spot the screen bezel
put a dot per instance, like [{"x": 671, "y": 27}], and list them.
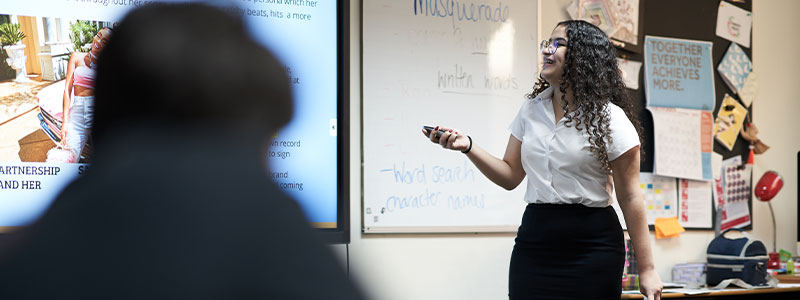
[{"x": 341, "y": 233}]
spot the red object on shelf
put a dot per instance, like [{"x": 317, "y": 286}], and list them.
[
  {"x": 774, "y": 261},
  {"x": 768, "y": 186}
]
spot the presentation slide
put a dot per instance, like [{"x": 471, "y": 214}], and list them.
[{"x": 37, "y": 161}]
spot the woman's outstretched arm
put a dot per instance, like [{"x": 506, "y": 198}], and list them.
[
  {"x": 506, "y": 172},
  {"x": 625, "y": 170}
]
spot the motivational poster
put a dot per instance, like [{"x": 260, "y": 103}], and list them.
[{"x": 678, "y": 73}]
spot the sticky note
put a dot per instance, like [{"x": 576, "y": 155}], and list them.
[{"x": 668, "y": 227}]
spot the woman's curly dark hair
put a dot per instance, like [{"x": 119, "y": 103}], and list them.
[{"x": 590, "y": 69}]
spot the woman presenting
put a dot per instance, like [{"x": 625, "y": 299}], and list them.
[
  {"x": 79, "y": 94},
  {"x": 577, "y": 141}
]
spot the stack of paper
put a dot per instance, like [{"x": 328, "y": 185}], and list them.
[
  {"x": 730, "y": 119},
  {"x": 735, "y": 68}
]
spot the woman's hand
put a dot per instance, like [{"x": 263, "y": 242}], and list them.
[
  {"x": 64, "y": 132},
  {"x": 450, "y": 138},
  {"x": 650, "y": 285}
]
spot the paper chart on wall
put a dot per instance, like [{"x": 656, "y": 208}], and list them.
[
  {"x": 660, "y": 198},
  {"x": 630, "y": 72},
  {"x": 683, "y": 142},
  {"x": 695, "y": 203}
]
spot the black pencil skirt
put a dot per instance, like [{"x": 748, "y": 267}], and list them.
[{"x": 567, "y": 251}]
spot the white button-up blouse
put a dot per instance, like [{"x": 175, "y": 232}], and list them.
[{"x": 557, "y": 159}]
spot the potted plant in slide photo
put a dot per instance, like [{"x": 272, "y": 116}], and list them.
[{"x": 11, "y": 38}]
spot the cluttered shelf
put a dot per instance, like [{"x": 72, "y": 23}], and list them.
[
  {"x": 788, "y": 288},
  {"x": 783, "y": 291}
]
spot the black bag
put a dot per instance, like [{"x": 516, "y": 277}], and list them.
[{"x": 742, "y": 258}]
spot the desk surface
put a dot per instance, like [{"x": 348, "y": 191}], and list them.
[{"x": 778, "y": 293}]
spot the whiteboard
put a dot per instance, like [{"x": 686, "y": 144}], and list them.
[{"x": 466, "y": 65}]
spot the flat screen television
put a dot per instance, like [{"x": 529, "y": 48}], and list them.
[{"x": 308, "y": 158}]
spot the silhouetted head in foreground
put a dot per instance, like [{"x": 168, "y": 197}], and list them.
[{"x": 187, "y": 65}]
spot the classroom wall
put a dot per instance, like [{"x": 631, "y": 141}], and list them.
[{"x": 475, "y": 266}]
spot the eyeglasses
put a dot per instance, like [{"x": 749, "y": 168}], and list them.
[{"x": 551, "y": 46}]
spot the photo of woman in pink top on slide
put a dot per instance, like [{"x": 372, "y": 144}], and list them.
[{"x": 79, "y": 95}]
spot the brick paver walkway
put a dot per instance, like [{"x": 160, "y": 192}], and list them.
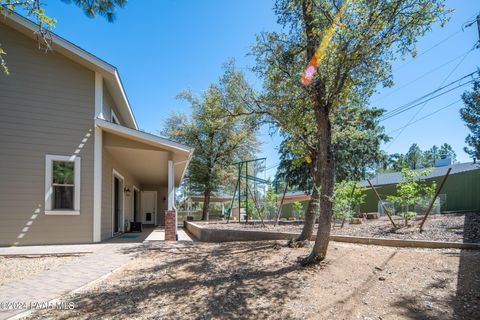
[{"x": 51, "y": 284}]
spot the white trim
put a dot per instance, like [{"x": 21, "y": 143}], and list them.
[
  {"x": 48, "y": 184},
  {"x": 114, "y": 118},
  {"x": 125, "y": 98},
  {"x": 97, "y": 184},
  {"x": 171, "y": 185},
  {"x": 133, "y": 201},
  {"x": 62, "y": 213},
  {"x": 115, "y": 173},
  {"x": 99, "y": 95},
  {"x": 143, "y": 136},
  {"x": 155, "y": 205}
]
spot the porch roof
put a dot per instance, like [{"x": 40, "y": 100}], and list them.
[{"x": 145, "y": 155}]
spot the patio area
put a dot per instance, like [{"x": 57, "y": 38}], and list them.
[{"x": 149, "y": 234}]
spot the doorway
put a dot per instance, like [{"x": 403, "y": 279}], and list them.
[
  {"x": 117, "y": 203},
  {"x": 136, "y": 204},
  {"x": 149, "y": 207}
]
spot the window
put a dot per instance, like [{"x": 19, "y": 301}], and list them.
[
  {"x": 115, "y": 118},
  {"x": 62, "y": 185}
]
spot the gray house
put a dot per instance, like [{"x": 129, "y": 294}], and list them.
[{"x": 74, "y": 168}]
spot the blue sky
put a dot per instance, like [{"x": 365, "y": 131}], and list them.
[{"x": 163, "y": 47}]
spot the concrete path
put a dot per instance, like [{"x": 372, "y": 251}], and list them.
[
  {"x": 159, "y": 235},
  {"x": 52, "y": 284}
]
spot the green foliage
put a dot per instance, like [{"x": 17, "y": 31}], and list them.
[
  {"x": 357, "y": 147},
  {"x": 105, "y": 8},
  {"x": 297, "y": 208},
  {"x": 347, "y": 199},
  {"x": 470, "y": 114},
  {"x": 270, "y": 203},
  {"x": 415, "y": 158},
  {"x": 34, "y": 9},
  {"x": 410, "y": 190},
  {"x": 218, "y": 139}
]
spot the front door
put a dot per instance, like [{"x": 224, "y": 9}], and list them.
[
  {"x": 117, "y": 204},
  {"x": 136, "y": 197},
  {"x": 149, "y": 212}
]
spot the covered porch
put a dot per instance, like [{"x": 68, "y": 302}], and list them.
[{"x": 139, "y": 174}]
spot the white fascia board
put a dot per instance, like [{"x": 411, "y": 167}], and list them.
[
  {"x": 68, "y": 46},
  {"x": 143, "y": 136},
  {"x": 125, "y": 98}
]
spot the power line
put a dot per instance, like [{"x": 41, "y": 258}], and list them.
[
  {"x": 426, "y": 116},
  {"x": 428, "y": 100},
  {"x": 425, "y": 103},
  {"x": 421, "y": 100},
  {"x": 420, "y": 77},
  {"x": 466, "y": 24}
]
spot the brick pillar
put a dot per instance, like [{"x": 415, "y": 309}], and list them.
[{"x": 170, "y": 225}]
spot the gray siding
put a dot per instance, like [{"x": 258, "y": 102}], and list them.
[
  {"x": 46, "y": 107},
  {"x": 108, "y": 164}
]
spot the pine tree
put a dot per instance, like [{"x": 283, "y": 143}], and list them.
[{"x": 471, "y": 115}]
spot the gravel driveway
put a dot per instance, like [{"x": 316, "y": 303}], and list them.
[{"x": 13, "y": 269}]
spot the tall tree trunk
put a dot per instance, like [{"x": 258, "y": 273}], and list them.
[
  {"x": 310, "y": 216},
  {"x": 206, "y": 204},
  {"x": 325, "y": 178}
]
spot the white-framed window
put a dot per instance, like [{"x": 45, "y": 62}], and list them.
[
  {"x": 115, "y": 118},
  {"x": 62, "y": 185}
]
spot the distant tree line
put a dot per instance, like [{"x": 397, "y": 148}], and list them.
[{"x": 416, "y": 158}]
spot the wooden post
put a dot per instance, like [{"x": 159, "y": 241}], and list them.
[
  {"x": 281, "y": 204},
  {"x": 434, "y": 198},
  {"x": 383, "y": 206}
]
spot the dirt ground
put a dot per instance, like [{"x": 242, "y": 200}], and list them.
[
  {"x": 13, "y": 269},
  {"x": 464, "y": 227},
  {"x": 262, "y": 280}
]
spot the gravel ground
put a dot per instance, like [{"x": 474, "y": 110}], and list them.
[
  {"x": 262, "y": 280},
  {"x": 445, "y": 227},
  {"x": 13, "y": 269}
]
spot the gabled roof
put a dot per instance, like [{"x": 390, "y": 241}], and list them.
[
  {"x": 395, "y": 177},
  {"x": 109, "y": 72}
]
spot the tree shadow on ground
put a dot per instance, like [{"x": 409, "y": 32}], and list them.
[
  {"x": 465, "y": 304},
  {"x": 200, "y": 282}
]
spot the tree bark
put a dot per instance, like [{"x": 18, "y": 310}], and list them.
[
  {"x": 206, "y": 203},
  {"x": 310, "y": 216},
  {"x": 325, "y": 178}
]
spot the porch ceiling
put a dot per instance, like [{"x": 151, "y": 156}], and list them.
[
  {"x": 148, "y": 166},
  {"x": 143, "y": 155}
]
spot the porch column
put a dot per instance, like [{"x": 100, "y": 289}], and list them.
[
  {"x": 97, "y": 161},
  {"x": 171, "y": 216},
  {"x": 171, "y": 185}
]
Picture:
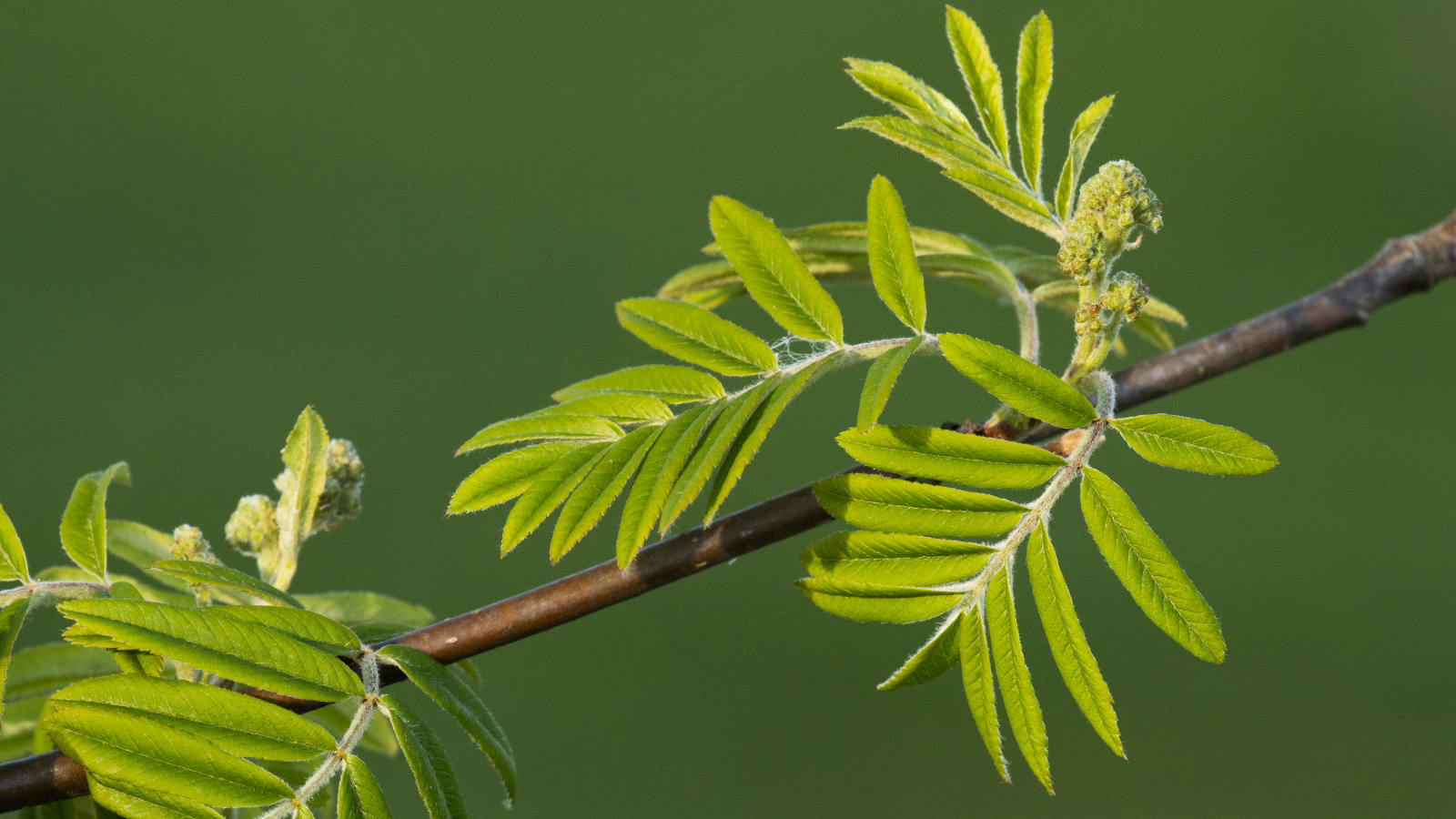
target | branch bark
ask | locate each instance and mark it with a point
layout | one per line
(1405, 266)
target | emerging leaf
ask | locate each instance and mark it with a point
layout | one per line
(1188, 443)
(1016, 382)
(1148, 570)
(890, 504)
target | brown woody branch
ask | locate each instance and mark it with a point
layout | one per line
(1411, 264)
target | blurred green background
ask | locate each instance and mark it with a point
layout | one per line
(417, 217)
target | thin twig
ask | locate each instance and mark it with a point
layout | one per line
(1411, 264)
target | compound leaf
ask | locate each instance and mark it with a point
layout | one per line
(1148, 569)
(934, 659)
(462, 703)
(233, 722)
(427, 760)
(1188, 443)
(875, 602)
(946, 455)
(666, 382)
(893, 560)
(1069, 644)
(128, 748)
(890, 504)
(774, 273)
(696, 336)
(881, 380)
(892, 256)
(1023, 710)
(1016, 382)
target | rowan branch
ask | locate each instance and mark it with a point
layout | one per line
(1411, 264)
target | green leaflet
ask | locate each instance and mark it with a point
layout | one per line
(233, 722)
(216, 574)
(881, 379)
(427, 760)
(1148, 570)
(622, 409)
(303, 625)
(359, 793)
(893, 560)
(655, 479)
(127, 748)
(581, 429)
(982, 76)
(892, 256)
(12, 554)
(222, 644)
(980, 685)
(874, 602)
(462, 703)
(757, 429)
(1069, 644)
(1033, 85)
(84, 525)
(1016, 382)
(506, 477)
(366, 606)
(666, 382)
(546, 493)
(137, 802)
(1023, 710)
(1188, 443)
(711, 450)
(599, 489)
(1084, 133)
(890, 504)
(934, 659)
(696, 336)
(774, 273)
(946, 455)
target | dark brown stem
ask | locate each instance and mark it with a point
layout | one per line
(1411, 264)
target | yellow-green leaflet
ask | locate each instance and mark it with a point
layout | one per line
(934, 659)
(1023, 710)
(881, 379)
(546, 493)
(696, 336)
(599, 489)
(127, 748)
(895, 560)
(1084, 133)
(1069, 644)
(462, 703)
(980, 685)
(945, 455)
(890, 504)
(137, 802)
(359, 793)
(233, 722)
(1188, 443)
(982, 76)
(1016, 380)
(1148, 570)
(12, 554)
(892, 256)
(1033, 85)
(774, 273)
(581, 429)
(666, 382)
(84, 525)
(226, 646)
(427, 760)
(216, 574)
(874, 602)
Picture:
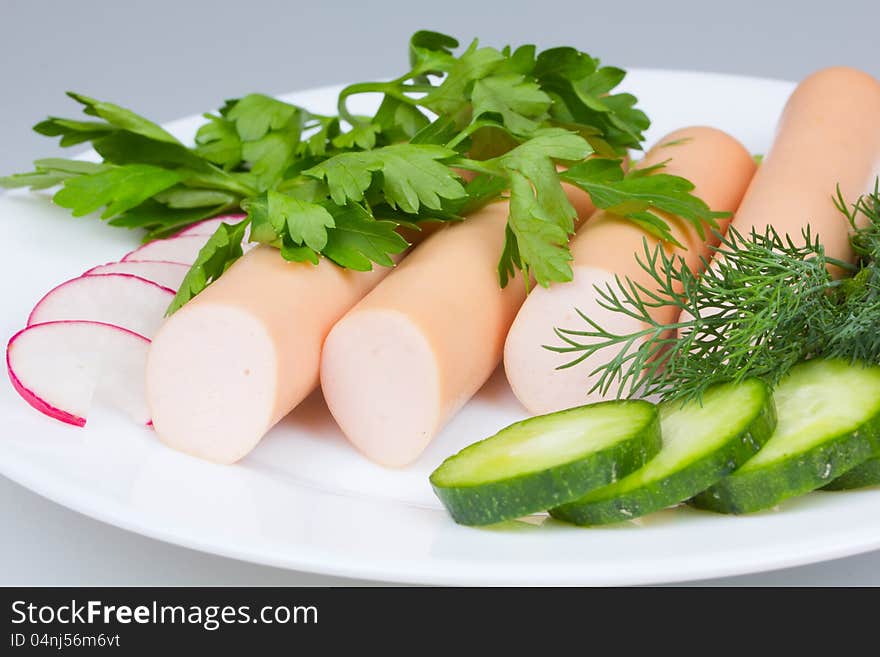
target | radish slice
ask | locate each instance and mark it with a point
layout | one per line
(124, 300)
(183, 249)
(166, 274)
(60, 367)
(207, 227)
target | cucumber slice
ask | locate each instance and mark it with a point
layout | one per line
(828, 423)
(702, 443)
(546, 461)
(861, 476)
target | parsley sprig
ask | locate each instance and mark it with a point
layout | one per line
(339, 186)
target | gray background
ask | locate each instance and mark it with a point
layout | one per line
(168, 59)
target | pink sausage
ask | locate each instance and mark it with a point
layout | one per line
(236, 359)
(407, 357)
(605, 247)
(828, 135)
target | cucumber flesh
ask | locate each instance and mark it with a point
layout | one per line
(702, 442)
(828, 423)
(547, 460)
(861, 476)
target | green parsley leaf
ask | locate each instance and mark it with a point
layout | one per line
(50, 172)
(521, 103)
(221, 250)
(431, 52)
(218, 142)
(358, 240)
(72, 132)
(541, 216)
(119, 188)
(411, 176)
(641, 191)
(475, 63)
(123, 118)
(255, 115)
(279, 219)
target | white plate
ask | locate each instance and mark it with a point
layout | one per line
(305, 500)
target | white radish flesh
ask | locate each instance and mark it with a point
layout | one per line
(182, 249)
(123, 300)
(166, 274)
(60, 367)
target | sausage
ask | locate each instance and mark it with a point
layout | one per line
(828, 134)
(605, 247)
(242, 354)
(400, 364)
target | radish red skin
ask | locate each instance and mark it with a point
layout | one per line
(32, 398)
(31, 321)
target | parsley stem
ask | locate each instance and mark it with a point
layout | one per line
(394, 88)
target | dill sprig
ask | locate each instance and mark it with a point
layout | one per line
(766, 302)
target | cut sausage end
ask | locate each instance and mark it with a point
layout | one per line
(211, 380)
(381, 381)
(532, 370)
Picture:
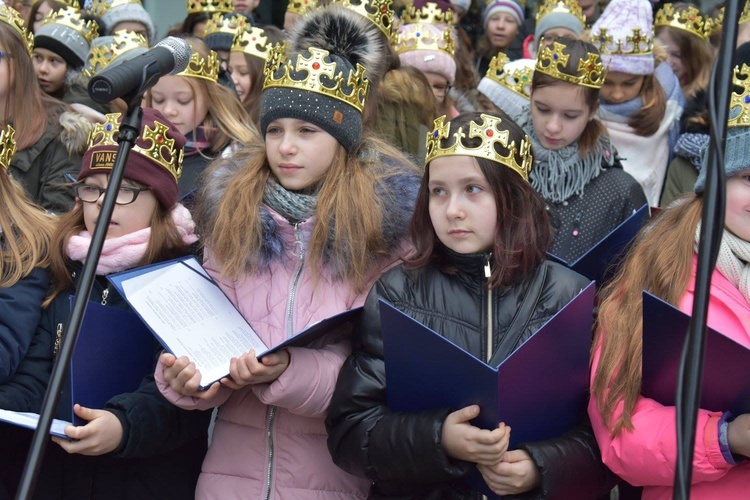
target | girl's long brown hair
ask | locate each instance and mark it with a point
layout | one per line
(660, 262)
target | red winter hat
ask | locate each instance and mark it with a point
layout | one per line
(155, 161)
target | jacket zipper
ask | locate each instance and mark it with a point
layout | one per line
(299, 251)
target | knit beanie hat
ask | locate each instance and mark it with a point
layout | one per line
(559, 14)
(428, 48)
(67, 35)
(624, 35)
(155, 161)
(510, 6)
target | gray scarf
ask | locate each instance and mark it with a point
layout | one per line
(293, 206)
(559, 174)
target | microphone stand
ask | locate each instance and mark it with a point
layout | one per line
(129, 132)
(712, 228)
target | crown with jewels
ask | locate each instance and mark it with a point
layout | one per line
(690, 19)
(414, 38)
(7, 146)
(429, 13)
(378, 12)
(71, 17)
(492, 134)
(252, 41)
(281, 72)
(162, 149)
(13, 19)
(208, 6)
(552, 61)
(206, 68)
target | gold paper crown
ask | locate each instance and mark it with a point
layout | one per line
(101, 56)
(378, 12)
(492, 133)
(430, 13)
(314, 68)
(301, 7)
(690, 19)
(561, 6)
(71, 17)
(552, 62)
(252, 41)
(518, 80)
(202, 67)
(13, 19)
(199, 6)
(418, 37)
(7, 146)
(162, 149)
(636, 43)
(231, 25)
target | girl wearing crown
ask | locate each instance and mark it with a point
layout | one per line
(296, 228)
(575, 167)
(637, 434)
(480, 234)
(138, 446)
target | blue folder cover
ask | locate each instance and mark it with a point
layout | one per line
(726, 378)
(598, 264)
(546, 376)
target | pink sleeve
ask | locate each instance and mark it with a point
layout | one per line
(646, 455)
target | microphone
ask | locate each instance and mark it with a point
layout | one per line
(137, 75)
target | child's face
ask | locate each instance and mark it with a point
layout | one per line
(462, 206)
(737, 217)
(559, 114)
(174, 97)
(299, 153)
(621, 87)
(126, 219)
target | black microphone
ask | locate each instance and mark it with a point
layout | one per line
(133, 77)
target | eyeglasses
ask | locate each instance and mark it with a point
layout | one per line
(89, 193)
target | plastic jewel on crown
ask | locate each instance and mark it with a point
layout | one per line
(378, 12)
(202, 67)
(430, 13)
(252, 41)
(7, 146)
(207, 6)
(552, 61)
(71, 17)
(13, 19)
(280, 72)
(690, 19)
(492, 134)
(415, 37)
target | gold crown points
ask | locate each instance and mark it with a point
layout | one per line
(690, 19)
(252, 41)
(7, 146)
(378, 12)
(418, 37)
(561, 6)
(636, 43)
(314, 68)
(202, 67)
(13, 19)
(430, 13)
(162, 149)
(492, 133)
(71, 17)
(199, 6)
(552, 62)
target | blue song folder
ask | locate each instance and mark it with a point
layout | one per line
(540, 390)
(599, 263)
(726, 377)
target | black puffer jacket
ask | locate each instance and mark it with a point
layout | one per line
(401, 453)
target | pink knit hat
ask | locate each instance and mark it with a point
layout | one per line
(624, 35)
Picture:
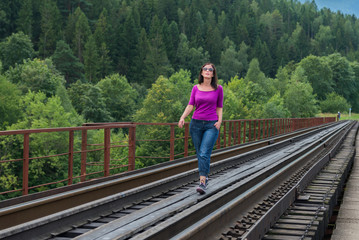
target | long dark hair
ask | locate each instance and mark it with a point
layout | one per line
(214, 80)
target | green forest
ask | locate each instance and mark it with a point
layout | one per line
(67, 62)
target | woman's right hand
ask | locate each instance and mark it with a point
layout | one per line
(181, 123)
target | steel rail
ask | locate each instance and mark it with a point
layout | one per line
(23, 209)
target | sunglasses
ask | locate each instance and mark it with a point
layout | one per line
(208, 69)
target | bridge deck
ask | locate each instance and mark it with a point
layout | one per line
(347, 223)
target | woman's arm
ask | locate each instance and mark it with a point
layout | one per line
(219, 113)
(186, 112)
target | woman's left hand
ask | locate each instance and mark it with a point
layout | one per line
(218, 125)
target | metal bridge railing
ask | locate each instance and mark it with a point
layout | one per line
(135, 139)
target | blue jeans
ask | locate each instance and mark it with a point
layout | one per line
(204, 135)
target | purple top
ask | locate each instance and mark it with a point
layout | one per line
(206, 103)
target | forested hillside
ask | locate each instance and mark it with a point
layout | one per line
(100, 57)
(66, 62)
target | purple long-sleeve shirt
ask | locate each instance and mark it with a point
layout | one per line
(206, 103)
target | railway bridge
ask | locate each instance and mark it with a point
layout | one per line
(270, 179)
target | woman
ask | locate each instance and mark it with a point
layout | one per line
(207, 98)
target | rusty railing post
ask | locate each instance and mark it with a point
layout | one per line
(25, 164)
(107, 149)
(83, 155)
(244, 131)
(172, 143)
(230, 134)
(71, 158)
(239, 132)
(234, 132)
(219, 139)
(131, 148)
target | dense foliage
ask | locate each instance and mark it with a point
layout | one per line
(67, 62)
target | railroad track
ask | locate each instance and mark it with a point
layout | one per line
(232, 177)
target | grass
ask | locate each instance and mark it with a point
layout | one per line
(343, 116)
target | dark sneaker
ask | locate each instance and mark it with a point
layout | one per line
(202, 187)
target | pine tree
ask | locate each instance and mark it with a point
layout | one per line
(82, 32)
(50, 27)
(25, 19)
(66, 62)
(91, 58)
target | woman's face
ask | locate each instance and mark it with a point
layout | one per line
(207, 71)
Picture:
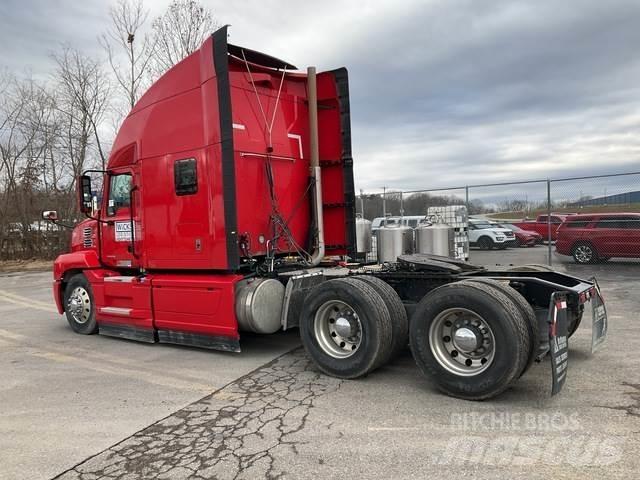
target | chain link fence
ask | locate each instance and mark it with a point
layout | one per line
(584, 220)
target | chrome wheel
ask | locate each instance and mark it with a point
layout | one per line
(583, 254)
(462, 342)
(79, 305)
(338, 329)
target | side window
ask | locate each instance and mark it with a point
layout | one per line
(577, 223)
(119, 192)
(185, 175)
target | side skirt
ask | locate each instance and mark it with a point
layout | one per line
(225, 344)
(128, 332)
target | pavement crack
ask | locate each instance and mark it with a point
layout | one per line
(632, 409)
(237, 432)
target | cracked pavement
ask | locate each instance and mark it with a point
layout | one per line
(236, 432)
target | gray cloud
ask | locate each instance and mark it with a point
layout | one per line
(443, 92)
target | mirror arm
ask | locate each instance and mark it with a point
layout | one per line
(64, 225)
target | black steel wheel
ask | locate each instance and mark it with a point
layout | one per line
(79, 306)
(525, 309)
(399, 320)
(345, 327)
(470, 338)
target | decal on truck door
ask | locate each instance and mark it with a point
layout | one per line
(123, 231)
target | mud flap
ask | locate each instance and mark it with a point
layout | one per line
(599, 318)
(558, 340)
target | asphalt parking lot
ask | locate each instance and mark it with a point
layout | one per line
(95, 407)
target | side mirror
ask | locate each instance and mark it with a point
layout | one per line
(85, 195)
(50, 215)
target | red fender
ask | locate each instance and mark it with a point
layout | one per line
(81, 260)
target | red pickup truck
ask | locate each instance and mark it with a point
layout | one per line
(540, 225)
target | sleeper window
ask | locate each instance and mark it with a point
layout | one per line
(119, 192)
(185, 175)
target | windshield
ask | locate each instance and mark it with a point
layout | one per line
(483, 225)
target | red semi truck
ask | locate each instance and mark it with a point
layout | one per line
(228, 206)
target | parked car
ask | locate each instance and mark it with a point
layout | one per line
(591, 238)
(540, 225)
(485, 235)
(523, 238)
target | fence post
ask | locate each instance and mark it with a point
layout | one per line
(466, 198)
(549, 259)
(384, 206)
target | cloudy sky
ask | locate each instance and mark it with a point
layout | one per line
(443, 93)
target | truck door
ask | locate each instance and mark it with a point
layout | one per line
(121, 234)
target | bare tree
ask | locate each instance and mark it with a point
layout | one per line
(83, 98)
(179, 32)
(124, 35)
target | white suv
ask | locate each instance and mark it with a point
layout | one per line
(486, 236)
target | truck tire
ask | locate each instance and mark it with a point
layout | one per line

******************************

▸ **Exercise instructions**
Give again, word for word, every line from the top of the entries above to the line holding "spot the paper chart on wall", both included. Leave the pictures out.

▸ **The completed task**
spot the screen bezel
put a dot per instance, like [{"x": 671, "y": 27}], and list them.
[{"x": 341, "y": 233}]
spot the red object on shelf
put a dot per instance, like [{"x": 317, "y": 286}], and list them.
[
  {"x": 774, "y": 261},
  {"x": 768, "y": 186}
]
spot the presentation slide
put a dot per instance, like [{"x": 471, "y": 214}], and list them.
[{"x": 37, "y": 161}]
spot the woman's outstretched arm
put a dot per instance, like [{"x": 506, "y": 198}], and list them.
[
  {"x": 506, "y": 172},
  {"x": 625, "y": 170}
]
spot the motivational poster
put a dot per instance, like [{"x": 260, "y": 103}], and list them.
[{"x": 678, "y": 73}]
spot the sticky note
put a dot per instance, like [{"x": 576, "y": 155}], and list them.
[{"x": 668, "y": 227}]
spot the woman's curly dark hair
put a dot per instance, like [{"x": 119, "y": 103}], and list them.
[{"x": 590, "y": 69}]
spot the woman presenting
put a dot per instance, like [{"x": 625, "y": 299}], and list them.
[
  {"x": 79, "y": 94},
  {"x": 577, "y": 141}
]
spot the stack of paper
put a dot per instance, like [{"x": 328, "y": 185}], and list them.
[
  {"x": 730, "y": 119},
  {"x": 735, "y": 68}
]
spot the woman's hand
put a dot per instance, like [{"x": 263, "y": 242}], and list them.
[
  {"x": 64, "y": 132},
  {"x": 450, "y": 138},
  {"x": 650, "y": 285}
]
spot the paper chart on wall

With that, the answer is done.